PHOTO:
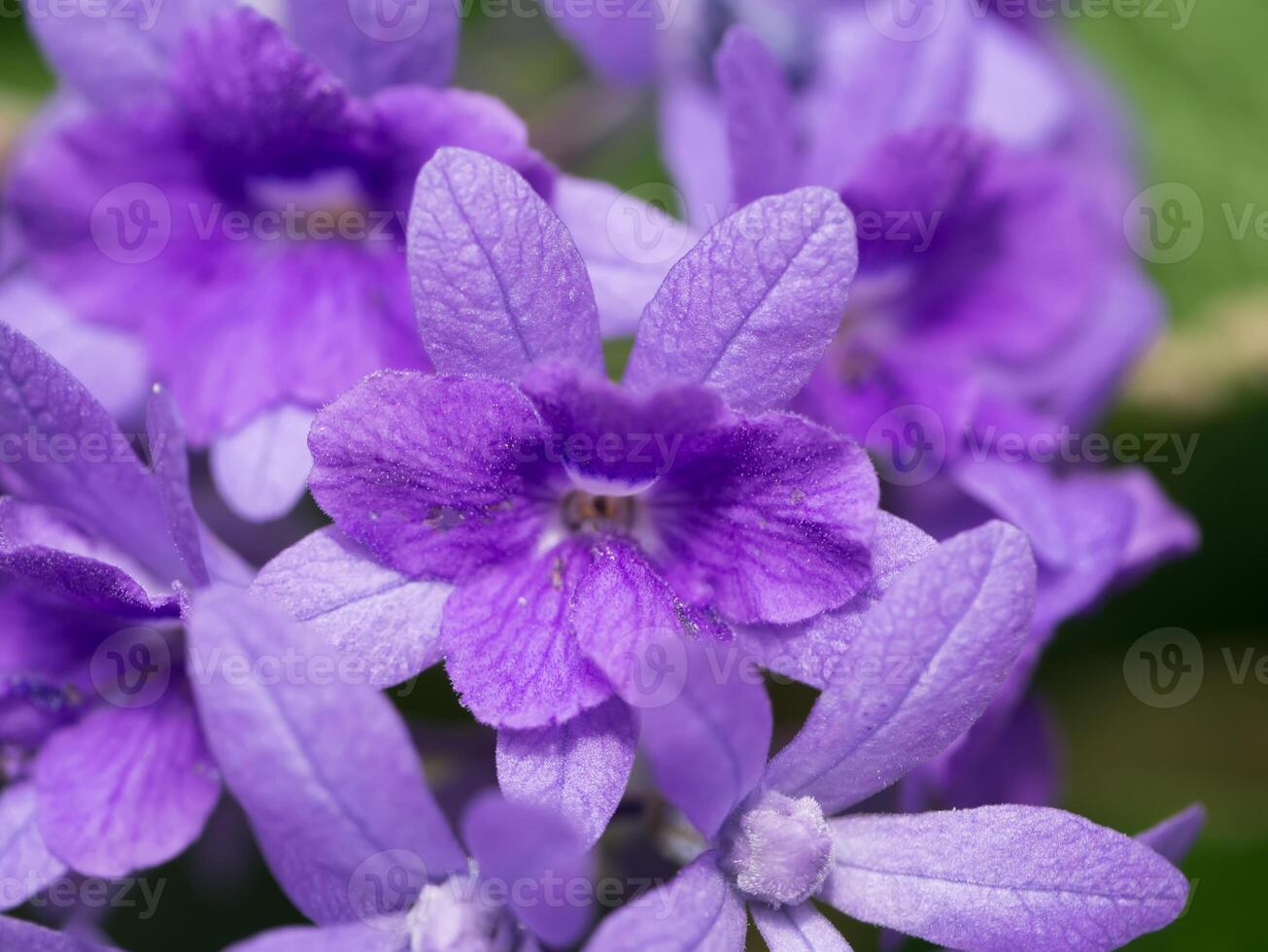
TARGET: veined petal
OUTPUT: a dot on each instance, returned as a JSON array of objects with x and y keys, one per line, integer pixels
[
  {"x": 752, "y": 307},
  {"x": 580, "y": 768},
  {"x": 333, "y": 587},
  {"x": 510, "y": 648},
  {"x": 1001, "y": 878},
  {"x": 923, "y": 668},
  {"x": 326, "y": 771},
  {"x": 498, "y": 283}
]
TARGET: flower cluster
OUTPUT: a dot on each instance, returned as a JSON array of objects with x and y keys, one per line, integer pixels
[{"x": 345, "y": 279}]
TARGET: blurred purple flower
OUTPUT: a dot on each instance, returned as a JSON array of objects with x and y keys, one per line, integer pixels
[
  {"x": 997, "y": 877},
  {"x": 235, "y": 198},
  {"x": 105, "y": 768}
]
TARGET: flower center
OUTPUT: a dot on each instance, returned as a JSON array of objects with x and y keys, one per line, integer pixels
[
  {"x": 778, "y": 851},
  {"x": 589, "y": 512},
  {"x": 449, "y": 917}
]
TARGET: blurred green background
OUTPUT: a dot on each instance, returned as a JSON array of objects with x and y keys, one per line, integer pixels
[{"x": 1202, "y": 98}]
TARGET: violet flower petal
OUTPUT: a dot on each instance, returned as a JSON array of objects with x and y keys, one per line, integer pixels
[
  {"x": 924, "y": 667},
  {"x": 760, "y": 117},
  {"x": 629, "y": 246},
  {"x": 25, "y": 865},
  {"x": 1002, "y": 877},
  {"x": 769, "y": 520},
  {"x": 873, "y": 86},
  {"x": 261, "y": 469},
  {"x": 100, "y": 479},
  {"x": 365, "y": 53},
  {"x": 116, "y": 61},
  {"x": 580, "y": 768},
  {"x": 125, "y": 789},
  {"x": 170, "y": 465},
  {"x": 1175, "y": 836},
  {"x": 497, "y": 282},
  {"x": 623, "y": 612},
  {"x": 752, "y": 307},
  {"x": 536, "y": 856},
  {"x": 386, "y": 622},
  {"x": 326, "y": 771},
  {"x": 52, "y": 556},
  {"x": 695, "y": 911},
  {"x": 810, "y": 652},
  {"x": 798, "y": 928},
  {"x": 707, "y": 745},
  {"x": 430, "y": 472},
  {"x": 510, "y": 649}
]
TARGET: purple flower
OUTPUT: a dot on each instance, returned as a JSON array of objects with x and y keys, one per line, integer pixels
[
  {"x": 333, "y": 790},
  {"x": 996, "y": 877},
  {"x": 545, "y": 530},
  {"x": 233, "y": 196},
  {"x": 107, "y": 768}
]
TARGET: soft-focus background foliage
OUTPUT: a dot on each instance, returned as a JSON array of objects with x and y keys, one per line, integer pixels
[{"x": 1202, "y": 99}]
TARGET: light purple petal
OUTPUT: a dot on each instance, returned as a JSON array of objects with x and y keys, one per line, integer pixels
[
  {"x": 111, "y": 364},
  {"x": 619, "y": 44},
  {"x": 354, "y": 936},
  {"x": 116, "y": 59},
  {"x": 25, "y": 864},
  {"x": 497, "y": 281},
  {"x": 873, "y": 85},
  {"x": 1002, "y": 877},
  {"x": 339, "y": 593},
  {"x": 1175, "y": 836},
  {"x": 510, "y": 648},
  {"x": 923, "y": 668},
  {"x": 760, "y": 117},
  {"x": 325, "y": 769},
  {"x": 537, "y": 857},
  {"x": 752, "y": 307},
  {"x": 695, "y": 911},
  {"x": 52, "y": 554},
  {"x": 125, "y": 789},
  {"x": 629, "y": 246},
  {"x": 799, "y": 928},
  {"x": 28, "y": 936},
  {"x": 76, "y": 458},
  {"x": 768, "y": 520},
  {"x": 170, "y": 465},
  {"x": 578, "y": 768},
  {"x": 253, "y": 103},
  {"x": 707, "y": 745},
  {"x": 431, "y": 473},
  {"x": 370, "y": 45},
  {"x": 262, "y": 468},
  {"x": 811, "y": 651}
]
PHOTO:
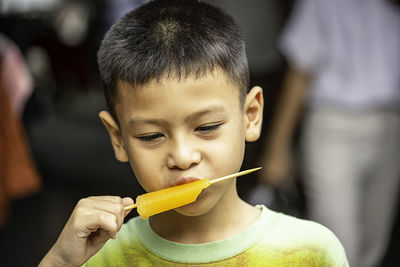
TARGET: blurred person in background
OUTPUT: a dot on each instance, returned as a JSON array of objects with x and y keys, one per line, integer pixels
[{"x": 344, "y": 82}]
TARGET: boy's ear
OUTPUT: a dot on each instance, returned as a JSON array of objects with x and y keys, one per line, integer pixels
[
  {"x": 253, "y": 111},
  {"x": 115, "y": 135}
]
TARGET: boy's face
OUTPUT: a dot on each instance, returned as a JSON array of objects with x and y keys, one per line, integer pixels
[{"x": 173, "y": 132}]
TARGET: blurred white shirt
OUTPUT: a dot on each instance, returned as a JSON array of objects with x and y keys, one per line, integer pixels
[{"x": 352, "y": 49}]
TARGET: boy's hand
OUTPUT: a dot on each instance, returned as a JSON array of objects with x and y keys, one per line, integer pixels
[{"x": 93, "y": 221}]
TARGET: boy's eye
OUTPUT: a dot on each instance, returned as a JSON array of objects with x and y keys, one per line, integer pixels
[
  {"x": 208, "y": 128},
  {"x": 150, "y": 137}
]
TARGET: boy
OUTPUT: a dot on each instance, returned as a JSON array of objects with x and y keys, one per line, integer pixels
[{"x": 175, "y": 77}]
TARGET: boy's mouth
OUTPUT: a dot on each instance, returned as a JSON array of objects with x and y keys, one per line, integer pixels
[{"x": 184, "y": 180}]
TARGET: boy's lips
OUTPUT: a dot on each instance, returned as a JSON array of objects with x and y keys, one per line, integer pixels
[{"x": 184, "y": 180}]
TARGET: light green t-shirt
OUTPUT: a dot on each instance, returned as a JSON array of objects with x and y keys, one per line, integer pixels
[{"x": 274, "y": 239}]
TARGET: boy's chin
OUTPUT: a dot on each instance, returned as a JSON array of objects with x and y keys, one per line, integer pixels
[{"x": 194, "y": 209}]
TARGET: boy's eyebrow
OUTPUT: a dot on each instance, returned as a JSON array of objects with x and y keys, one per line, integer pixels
[{"x": 214, "y": 109}]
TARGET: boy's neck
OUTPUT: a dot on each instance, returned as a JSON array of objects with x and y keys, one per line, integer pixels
[{"x": 229, "y": 216}]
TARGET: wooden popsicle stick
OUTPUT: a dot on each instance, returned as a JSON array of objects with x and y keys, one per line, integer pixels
[
  {"x": 130, "y": 207},
  {"x": 234, "y": 175},
  {"x": 213, "y": 181}
]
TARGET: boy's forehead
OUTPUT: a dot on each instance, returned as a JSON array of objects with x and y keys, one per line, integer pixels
[{"x": 167, "y": 92}]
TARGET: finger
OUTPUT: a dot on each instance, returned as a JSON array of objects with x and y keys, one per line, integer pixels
[
  {"x": 101, "y": 221},
  {"x": 127, "y": 201},
  {"x": 115, "y": 199},
  {"x": 112, "y": 205}
]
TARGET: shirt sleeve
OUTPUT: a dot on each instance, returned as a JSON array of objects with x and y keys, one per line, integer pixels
[{"x": 301, "y": 41}]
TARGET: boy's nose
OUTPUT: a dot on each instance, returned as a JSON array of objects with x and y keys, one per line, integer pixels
[{"x": 183, "y": 155}]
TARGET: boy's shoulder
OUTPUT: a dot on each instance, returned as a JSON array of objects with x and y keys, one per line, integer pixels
[
  {"x": 295, "y": 236},
  {"x": 279, "y": 239}
]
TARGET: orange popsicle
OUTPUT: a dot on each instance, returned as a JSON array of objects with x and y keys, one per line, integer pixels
[{"x": 173, "y": 197}]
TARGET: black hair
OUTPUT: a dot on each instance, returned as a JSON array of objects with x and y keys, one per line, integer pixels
[{"x": 179, "y": 38}]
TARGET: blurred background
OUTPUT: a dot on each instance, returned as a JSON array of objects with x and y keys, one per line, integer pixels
[{"x": 54, "y": 149}]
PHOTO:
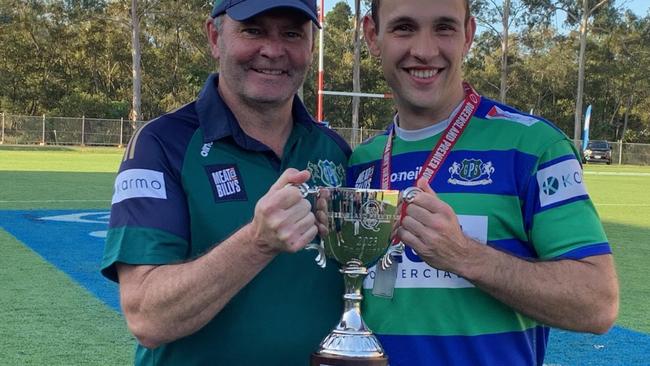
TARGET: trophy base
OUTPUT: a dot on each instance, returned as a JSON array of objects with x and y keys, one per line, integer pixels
[{"x": 332, "y": 360}]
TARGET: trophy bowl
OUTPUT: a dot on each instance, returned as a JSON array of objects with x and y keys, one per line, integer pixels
[{"x": 360, "y": 223}]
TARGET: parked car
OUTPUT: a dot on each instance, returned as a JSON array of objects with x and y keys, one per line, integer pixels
[{"x": 598, "y": 150}]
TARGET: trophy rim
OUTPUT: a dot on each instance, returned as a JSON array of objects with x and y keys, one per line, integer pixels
[{"x": 361, "y": 190}]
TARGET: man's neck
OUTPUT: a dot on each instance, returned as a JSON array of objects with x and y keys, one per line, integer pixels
[
  {"x": 267, "y": 123},
  {"x": 418, "y": 118}
]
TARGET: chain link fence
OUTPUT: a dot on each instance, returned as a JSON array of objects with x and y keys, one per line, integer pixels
[
  {"x": 75, "y": 131},
  {"x": 43, "y": 130}
]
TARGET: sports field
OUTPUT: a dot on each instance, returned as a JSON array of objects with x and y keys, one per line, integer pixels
[{"x": 55, "y": 309}]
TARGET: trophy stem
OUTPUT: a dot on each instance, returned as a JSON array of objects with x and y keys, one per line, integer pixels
[{"x": 351, "y": 337}]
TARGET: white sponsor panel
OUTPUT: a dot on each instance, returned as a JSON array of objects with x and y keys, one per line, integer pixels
[
  {"x": 413, "y": 272},
  {"x": 139, "y": 183},
  {"x": 560, "y": 182}
]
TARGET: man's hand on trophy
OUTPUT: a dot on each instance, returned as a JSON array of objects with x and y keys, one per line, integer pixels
[
  {"x": 283, "y": 220},
  {"x": 322, "y": 212},
  {"x": 430, "y": 227}
]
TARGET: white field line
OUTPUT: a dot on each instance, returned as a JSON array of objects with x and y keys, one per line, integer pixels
[
  {"x": 53, "y": 201},
  {"x": 619, "y": 173},
  {"x": 623, "y": 204}
]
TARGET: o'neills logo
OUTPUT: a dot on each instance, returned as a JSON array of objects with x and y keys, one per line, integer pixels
[{"x": 226, "y": 182}]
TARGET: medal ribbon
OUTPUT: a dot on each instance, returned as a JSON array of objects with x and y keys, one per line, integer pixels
[{"x": 441, "y": 151}]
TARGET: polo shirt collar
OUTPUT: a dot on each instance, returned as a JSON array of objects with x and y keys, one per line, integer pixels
[{"x": 217, "y": 120}]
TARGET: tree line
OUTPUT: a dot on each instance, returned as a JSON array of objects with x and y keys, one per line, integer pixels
[{"x": 76, "y": 57}]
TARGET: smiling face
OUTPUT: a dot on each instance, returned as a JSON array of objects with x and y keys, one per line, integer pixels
[
  {"x": 422, "y": 44},
  {"x": 262, "y": 60}
]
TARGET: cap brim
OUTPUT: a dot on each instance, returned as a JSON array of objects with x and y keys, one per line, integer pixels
[{"x": 246, "y": 9}]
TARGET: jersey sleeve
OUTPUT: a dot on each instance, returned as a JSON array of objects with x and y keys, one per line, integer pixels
[
  {"x": 149, "y": 221},
  {"x": 561, "y": 218}
]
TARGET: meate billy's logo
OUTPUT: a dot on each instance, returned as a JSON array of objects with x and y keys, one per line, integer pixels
[{"x": 227, "y": 184}]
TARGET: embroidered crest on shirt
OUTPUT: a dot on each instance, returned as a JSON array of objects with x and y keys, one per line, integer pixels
[
  {"x": 328, "y": 173},
  {"x": 471, "y": 172},
  {"x": 226, "y": 182}
]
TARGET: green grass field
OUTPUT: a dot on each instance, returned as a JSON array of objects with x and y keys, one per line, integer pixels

- - -

■ TASK TO COMPLETE
Transcribe word for word the lines from the one holding "TARGET: smiling face" to the last line of the listing above, inclusive.

■ REPLY TO THE TASK
TARGET: smiling face
OUTPUT: a dot on each instance, returned as a JSON array of objects with x and y keys, one per line, integer pixels
[
  {"x": 422, "y": 44},
  {"x": 262, "y": 60}
]
TARGET: cap brim
OUTPUT: a dot on each instance, returned as a JSON array of objects with x and y keys, one per line, integer pixels
[{"x": 246, "y": 9}]
TARGET: jersey sleeve
OUTPUT: a dot on each instance, returned as a JSON array of objects with x and y keys, one per line, integer pixels
[
  {"x": 149, "y": 221},
  {"x": 561, "y": 218}
]
TARGET: meate billy's logo
OUTPUT: a dot on each instance, returned as a JSON array of objects with x and y keys, one per line, integer pixels
[{"x": 227, "y": 184}]
TARGET: embroidered crest on shirt
OUTPUT: a dot on each instance, returned as a JSON array of objects with x and y keys, one per line, integer pixels
[
  {"x": 328, "y": 173},
  {"x": 471, "y": 172},
  {"x": 226, "y": 182}
]
TARGET: green grass field
OUTPUT: a dot on each instance, returned as a JSON array of objects with x and y keys, one per line, integer pixels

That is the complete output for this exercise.